Object location labeling data
[Start]
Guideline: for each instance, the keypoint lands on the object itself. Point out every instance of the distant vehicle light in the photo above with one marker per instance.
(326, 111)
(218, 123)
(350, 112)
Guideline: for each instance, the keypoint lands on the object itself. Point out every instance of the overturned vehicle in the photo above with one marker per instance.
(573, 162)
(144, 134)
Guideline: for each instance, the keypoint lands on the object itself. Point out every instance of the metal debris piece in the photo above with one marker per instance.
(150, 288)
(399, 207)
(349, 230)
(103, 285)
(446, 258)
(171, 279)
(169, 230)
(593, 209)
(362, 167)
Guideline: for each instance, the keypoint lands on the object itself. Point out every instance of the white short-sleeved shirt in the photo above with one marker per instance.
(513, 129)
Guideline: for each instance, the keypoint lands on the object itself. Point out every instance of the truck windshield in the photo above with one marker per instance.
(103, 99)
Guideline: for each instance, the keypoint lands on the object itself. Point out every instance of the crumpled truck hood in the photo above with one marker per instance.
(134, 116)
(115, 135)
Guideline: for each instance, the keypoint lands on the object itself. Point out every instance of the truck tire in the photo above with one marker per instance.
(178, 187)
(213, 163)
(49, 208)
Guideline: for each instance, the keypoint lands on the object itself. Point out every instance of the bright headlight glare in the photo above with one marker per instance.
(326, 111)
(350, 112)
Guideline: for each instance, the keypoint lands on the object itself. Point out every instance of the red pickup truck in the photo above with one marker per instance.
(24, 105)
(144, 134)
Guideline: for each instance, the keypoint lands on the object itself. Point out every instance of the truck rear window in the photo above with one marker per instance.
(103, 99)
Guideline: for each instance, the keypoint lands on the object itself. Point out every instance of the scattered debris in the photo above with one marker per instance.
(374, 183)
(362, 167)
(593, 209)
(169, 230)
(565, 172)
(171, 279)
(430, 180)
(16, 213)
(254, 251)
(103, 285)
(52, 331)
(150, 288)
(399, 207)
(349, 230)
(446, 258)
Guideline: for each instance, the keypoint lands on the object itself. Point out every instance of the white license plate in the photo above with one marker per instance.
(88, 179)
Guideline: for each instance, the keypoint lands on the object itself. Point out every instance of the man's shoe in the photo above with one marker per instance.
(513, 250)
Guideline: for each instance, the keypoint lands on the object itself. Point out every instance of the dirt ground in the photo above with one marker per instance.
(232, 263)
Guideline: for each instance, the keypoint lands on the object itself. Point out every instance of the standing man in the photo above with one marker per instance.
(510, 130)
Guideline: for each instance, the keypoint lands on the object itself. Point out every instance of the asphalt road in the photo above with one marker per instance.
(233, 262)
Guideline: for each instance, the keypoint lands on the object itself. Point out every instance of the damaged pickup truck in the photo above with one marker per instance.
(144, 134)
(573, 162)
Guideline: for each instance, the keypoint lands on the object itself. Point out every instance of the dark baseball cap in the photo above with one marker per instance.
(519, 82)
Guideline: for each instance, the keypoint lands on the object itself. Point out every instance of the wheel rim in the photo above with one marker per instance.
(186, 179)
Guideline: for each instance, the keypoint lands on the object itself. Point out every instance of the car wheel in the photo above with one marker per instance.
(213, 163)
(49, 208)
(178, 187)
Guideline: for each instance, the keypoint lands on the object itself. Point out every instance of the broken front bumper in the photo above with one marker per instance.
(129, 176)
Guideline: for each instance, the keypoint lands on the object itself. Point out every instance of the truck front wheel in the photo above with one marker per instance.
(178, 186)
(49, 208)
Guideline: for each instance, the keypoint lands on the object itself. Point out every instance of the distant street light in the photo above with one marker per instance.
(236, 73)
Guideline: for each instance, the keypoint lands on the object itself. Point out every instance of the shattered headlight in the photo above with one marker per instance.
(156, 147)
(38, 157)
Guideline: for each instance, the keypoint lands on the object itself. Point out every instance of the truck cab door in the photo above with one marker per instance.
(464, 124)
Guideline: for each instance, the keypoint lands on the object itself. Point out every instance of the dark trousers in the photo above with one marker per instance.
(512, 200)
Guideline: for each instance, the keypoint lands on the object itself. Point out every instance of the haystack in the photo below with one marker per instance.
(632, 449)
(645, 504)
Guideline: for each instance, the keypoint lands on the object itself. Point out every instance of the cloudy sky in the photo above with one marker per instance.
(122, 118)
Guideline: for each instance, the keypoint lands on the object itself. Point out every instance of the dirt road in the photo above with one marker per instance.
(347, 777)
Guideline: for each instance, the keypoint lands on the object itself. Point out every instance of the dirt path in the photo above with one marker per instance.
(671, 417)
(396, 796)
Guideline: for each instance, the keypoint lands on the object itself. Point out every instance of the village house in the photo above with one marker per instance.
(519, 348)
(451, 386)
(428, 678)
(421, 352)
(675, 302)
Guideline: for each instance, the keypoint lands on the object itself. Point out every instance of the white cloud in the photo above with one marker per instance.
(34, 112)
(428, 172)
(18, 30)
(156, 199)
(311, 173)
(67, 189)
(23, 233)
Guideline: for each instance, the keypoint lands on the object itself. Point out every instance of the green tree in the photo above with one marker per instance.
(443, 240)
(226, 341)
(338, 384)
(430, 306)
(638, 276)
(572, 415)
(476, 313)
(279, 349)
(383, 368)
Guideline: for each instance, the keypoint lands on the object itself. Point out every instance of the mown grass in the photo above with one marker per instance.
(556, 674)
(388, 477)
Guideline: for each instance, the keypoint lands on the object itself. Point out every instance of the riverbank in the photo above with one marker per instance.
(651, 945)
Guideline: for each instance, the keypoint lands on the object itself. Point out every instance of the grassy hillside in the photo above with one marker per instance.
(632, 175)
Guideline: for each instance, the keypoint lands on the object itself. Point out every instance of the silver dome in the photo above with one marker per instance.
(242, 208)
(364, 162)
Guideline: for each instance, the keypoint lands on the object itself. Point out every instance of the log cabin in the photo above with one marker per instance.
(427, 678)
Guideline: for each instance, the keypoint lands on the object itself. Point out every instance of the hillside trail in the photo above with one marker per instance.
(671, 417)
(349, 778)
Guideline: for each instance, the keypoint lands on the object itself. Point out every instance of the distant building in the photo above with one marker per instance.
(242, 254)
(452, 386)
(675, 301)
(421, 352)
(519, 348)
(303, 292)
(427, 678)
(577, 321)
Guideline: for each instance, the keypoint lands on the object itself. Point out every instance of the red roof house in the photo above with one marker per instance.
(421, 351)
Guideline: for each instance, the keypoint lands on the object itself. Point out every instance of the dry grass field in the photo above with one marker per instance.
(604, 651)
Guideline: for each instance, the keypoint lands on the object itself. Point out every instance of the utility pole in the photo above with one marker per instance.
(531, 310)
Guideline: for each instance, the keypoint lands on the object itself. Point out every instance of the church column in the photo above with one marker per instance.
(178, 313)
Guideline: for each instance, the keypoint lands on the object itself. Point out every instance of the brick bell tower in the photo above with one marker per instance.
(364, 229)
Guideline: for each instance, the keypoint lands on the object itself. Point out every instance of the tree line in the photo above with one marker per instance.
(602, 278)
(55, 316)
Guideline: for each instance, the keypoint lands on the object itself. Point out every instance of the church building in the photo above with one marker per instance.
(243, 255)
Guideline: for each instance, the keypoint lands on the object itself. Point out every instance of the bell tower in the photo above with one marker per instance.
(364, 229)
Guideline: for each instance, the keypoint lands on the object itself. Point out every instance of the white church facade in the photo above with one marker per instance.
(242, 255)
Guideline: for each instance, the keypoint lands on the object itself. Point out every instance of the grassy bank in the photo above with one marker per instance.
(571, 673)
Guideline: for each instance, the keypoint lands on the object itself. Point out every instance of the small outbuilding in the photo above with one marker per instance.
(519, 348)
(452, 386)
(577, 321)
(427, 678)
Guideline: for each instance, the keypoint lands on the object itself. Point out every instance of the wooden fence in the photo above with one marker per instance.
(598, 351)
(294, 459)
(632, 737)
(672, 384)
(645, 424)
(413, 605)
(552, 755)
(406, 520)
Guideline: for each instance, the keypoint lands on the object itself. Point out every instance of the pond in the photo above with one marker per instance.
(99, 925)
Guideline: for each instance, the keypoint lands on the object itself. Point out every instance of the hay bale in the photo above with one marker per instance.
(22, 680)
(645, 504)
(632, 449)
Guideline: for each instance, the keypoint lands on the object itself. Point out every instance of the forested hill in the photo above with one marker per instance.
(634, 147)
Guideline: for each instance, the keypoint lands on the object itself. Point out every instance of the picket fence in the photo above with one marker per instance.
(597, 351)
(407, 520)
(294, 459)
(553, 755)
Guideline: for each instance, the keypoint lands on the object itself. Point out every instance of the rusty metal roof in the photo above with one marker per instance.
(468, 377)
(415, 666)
[End]
## EXERCISE GOAL
Recast the part of the material that opens with the line containing "of the rusty" and runs through the final line as a JSON list of strings, one string per line. Leave out blank lines.

## OUTPUT BELOW
[
  "Guideline: for each instance, the keypoint lands on the object itself. Point out every instance of the rusty metal roof in the photo above with one marker per instance.",
  "(468, 377)",
  "(415, 666)"
]